=== RECORDS FOR THE EXERCISE ===

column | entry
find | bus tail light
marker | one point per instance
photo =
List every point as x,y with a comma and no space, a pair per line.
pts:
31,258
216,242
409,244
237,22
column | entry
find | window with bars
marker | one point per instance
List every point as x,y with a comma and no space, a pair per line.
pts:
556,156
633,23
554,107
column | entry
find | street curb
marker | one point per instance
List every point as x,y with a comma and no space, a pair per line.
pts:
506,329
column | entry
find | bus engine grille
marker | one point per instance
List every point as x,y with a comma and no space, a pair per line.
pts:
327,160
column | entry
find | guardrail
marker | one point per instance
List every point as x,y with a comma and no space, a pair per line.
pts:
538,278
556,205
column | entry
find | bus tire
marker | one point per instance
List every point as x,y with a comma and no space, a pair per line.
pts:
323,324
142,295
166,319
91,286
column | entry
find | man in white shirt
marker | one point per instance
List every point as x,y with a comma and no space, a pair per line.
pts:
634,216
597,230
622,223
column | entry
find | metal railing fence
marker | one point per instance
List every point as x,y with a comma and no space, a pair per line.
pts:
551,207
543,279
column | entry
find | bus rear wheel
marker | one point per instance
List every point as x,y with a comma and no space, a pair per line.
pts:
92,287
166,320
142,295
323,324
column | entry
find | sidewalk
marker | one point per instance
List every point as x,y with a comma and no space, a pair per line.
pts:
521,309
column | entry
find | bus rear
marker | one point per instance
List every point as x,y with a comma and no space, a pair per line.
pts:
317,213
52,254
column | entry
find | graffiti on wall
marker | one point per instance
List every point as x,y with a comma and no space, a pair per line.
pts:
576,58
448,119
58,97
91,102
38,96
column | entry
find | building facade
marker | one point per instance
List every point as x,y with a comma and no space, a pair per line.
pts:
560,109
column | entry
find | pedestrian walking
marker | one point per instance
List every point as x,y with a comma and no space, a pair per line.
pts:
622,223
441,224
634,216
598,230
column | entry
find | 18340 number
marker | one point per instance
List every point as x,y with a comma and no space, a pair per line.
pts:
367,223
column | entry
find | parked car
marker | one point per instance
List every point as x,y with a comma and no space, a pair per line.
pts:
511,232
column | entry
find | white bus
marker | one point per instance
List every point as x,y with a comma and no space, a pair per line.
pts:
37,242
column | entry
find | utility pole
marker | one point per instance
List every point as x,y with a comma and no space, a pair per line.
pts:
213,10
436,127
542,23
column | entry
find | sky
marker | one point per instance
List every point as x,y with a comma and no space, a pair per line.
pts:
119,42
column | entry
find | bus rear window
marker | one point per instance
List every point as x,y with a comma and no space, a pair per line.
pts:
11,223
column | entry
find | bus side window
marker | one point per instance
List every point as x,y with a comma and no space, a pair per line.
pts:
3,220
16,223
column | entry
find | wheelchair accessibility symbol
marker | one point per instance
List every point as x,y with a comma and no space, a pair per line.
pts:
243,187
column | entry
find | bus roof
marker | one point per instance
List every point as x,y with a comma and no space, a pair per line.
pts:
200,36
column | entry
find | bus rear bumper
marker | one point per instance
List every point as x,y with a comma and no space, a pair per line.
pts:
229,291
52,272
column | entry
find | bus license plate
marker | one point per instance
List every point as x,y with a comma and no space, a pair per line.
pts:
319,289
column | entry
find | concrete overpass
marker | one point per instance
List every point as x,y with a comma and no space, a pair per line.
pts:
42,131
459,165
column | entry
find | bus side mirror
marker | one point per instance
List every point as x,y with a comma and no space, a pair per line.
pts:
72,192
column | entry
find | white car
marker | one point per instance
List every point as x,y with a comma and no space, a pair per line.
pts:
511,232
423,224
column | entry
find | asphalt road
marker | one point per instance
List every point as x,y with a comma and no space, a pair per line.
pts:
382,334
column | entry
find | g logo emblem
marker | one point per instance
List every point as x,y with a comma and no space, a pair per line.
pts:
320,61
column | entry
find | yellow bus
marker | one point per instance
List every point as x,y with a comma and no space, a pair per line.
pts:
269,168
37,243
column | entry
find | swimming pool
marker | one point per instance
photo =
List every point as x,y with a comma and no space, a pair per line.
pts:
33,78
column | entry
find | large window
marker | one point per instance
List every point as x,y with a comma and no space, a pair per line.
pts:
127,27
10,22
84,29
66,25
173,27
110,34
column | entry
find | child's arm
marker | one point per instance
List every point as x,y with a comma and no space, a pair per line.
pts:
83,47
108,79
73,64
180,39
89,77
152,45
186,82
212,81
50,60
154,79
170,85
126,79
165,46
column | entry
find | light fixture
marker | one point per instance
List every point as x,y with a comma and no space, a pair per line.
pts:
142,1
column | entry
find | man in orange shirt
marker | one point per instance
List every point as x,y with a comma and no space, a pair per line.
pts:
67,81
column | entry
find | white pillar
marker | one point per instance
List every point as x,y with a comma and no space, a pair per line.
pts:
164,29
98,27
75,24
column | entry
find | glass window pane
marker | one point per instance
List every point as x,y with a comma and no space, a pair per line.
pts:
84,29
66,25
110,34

===

WORK TO BE COMPLETED: Would you print all of the entries exactly as they stand?

ANSWER FOR THIS EXERCISE:
column | entry
find | bus tail light
marker | one point per instance
photo =
List every point as x,y with a comma and no space, a pair per line.
pts:
31,258
216,242
409,244
237,22
column | entry
find | window with bars
marker | one point per instance
List every point as x,y with a comma and no space, a pair per line.
pts:
556,156
633,23
554,107
column | entry
find | street curb
marker | one point per instance
List every point as x,y with a comma and no space, a pair per line.
pts:
506,329
column | entry
find | bus engine grille
marker | one point per instance
List every point as x,y with a comma and no space, a pair per line.
pts:
327,160
column | entry
find | guardrail
marker | one point per instance
List every point as x,y with a comma and no space, a pair per line.
pts:
538,278
556,205
column | entry
find | bus tire
marker | one point per instance
List every point as x,y with a comma and no space, a pair per line.
pts:
323,324
142,295
166,319
91,286
column | entry
find | man in white shirt
marker | one point per instance
List every point as x,y with a comma and no space, a pair per line.
pts:
634,216
597,230
622,223
column | entry
find | metal railing fence
marker | one point per instance
List every point as x,y with a comma and no space, a pair per line.
pts:
551,207
543,279
column | entry
find | bus rear wheel
marker | one point per instance
List every point as x,y with a comma and no space, a pair per line.
pts:
92,287
166,320
142,295
323,324
column | entry
find | sidewalk
marker | one point per instance
List every point as x,y with a comma and no space, a pair per line.
pts:
521,309
column | entry
find | bus rear
marker | one point per instance
List every point as x,y with a comma and no space, a pair per line.
pts:
317,213
52,254
column | entry
find | graffiti on wall
marker | one point per instance
List every point as x,y with a comma and no space, a pair per line.
pts:
576,58
448,119
58,97
91,102
38,96
column | entry
find | building facade
marker | one point per instance
List every point as x,y with a comma and no space, a pair per line.
pts:
560,109
column | entry
find | pedestrian walking
marker | one point per instance
List every point as x,y with a comma and no space, a pair per line.
pts:
622,223
441,224
634,216
598,230
column | entry
find | 18340 number
marker | one point per instance
List every point as x,y with a comma and no space, a pair per line.
pts:
367,223
column | entry
find | parked car
marker | one point per instance
List every point as x,y with a comma and no space, a pair per line.
pts:
511,232
column | entry
find | white bus
marker | one point per instance
List every point as x,y with a comma and no space, a pair per line.
pts:
37,242
column | entry
find | utility pole
marker | one point per instance
List every point as x,y with a comma and no space, a pair per line.
pts:
213,10
436,127
542,23
column | entry
find | sky
marker | one point per instance
List every point as x,y with a comma and no space, a pair per line.
pts:
119,42
column | entry
find | bus rear window
marker | one point per instance
List every point as x,y with a comma and no space, a pair per line.
pts:
11,223
column | entry
find | bus side window
marker | one point per instance
List every point as x,y with a comma and no space, a pair per line.
pts:
3,220
16,223
column | entry
find | wheelchair accessibility symbol
marker | one point per instance
List every point as x,y with a comma and no space, a pair per line.
pts:
243,187
column | entry
find | bus roof
marker | one point per instance
List every point as x,y with a comma and no space, a pair per line.
pts:
200,36
column | entry
find | bus rear bumper
marker | one point per instance
List every point as x,y with a comma and no space, a pair per line.
pts:
229,291
52,272
column | entry
find | bus license plate
marker | one point per instance
List every point as x,y with a comma and no space, a pair per line.
pts:
319,289
column | entry
find | concrete overpass
marker | one point per instance
List every point as x,y with a comma and no space, a pair per line.
pts:
42,131
459,165
column | entry
find | bus side mirror
marker | one point per instance
List every point as x,y with a comma and no space, a pair per line.
pts:
72,192
column | entry
find | white car
marker | one point per instance
List every point as x,y with a comma and no space, a pair per line.
pts:
511,232
423,224
column | entry
find | asphalt road
marker | one point per instance
List every point as x,y with a comma and no space, a pair per line.
pts:
382,334
column | entry
find | g logo emblem
marker | one point per instance
List every point as x,y with a comma and no space, a pair per line.
pts:
320,61
column | entry
find | yellow bus
marker | one point per instance
List every point as x,y with a comma and no space, a pair per line.
pts:
269,168
37,243
column | entry
find | swimming pool
marker | one point per instance
photo =
List every point as x,y with a comma and no space, a pair per line.
pts:
33,78
column | entry
find | large window
marker | one point per instance
List every point as x,y with a comma and no space, a pair per line.
pts:
127,27
10,22
84,29
66,25
173,27
110,34
column | entry
find | child's arm
marker | one point per instance
List every point as x,y with a comma and no space, a pair per line.
pts:
83,47
108,79
73,64
180,39
89,77
152,45
186,82
212,81
50,60
154,79
170,85
126,79
165,46
column | entry
find | light fixture
marker | one point per instance
List every point as x,y with a comma and no space, a pair per line.
pts:
142,1
column | entry
find | man in orange shirt
marker | one point per instance
List every point as x,y with a comma and no space, a pair per line.
pts:
67,81
column | entry
find | white pillar
marker | one point per instance
List every point as x,y with a comma and no space, a pair per line.
pts:
164,29
98,27
75,24
column | entry
find | glass window pane
marker | one point per instance
List every point as x,y with a comma and no space, a pair per line.
pts:
84,29
66,25
110,34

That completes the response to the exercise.